● **EXTRACTED MATERIAL**
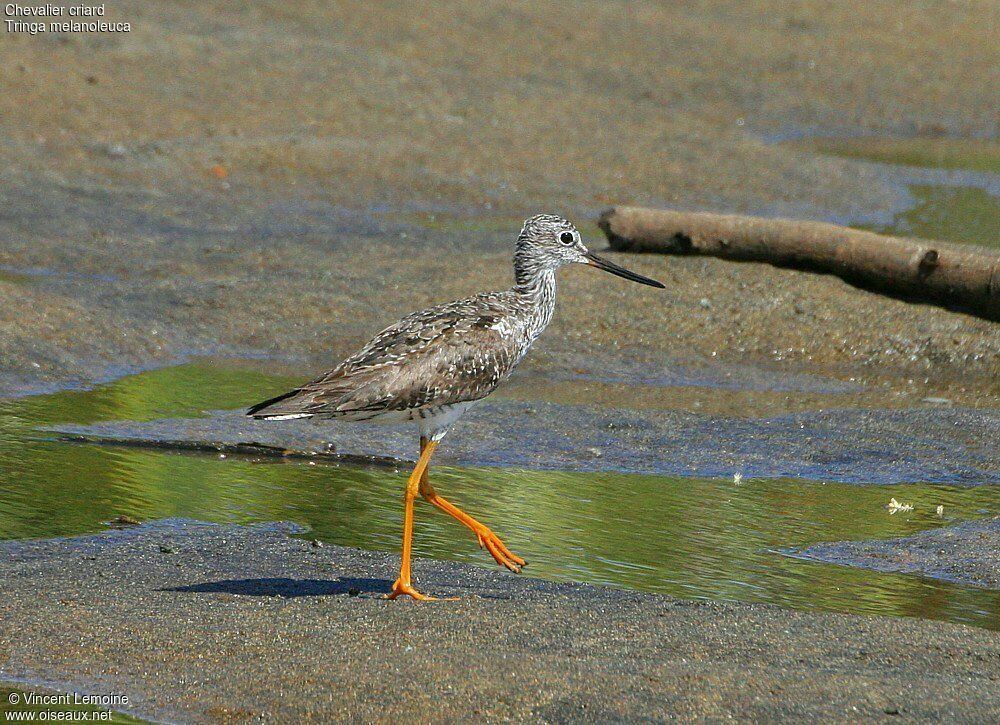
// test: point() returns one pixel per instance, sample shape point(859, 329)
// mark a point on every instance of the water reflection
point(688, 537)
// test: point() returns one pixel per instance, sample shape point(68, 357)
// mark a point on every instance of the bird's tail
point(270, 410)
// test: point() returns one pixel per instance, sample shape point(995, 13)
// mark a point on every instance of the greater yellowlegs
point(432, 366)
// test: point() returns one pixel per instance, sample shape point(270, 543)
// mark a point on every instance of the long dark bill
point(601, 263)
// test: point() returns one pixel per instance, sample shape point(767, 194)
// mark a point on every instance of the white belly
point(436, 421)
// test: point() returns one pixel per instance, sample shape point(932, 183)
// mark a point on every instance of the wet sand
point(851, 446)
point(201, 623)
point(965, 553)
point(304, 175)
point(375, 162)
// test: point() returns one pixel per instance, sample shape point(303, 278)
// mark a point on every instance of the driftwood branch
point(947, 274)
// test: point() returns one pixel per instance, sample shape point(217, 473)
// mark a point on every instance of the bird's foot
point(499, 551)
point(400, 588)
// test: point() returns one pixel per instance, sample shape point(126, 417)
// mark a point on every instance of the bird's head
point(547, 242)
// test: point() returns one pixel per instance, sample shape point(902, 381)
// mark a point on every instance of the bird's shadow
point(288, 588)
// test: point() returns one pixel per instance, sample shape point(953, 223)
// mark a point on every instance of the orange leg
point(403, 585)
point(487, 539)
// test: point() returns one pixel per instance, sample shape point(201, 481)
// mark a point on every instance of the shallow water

● **WORK ORDER**
Find where "shape point(217, 473)" occurs in the data, and please write out that line through the last line exactly, with nothing else.

● **YOUR RESPONSE**
// test: point() returns one pixel per instance, sample shape point(217, 473)
// mark a point on every instance of the bird's foot
point(499, 551)
point(400, 588)
// test: point() returns one pixel per instance, sample shape point(126, 417)
// mark a point on every instance of the bird's head
point(547, 242)
// test: point() returns one pixel per instance, sample shape point(902, 381)
// mark a point on every instance of the bird's shadow
point(288, 588)
// test: point() returns one pixel per instance, sample shape point(953, 223)
// mark a point on every instance of the orange leg
point(403, 585)
point(487, 539)
// test: point() returns one pixel per instance, sample shape point(201, 481)
// mark a point on every instance of the shallow water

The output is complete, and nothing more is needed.